(Short problem 1): Transcribe the following span of the passage on grassland soil organic carbon word for word, starting at "Transferring CO2 to" and ending at "stabilization of SOC.".
(Short problem 2):
Answer these questions using the passage on grassland soil organic carbon:
(a) What percentage of total SOC stock can grasslands preserve?
(b) Which soil depths were sampled?
(c) Which instrument was used to determine SOC?
(Short problem 3): Resume the passage on grassland soil organic carbon, picking up right after its final sentence.

━━━━━ Selected passage ━━━━━

Transferring CO2 to soil organic carbon (SOC) is an important carbon sequestration mechanism that may mitigate global climate change. Grasslands can preserve 10–30% of total SOC stock. This study investigated the contribution of different soil particle-size fractions to SOC sequestration in grasslands, which play an important role for stabilization of SOC.

Materials and methods

Soil layers at 0–10, 10–20, 20–40, and 40–60 cm were sampled from meadow steppe, typical steppe and desert steppe in Inner Mongolia, northern China in July and August, 2016. Bulk soils were fractionated by wet-sieving method to investigate SOC stock in different particle-size fractions. SOC was determined with ElementarVario MAX CNS analyzer after removing soil inorganic C.

━━━━━ Data segment ━━━━━

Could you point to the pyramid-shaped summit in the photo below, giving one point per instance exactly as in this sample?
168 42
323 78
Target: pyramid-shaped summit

━━━━━

(Expected output 1):
Transferring CO2 to soil organic carbon (SOC) is an important carbon sequestration mechanism that may mitigate global climate change. Grasslands can preserve 10–30% of total SOC stock. This study investigated the contribution of different soil particle-size fractions to SOC sequestration in grasslands, which play an important role for stabilization of SOC.

(Expected output 2):
(a) 10–30%
(b) 0–10, 10–20, 20–40, and 40–60 cm
(c) An ElementarVario MAX CNS analyzer

(Expected output 3):
Results and discussion

The SOC stock in 0–60 cm depth was 163.0 Mg C ha−1 in typical steppe soils, 127.3 Mg C ha−1 in meadow steppe and 44.4 Mg C ha−1 in desert steppe. The silt (2–53 μm) and clay (< 2 μm) fractions accounted for 62.2 and 19.2% in meadow steppe, 35.3 and 12.7% in typical steppe, 12.2 and 6.6% in desert steppe of total soil mass. The SOC stock in silt and clay fractions accounted for 59.8 and 32.0% of total SOC stock in meadow steppe, 58.9 and 19.8% in typical steppe, and 43.9 and 28.2% in desert steppe, respectively. The SOC concentration and stock were positively correlated with mean annual precipitation (MAP) and negatively correlated with mean annual temperature (MAT). Our study demonstrated that climatic factors and soil texture are main reasons for the difference of SOC stocks among three grassland types.

Conclusions

The distribution of soil particle-size fraction and its associated organic C showed distinct variations under three grassland types in Inner Mongolia. Management practices, such as changing grazing intensity in three grassland types, are important for the sustainable use of grasslands.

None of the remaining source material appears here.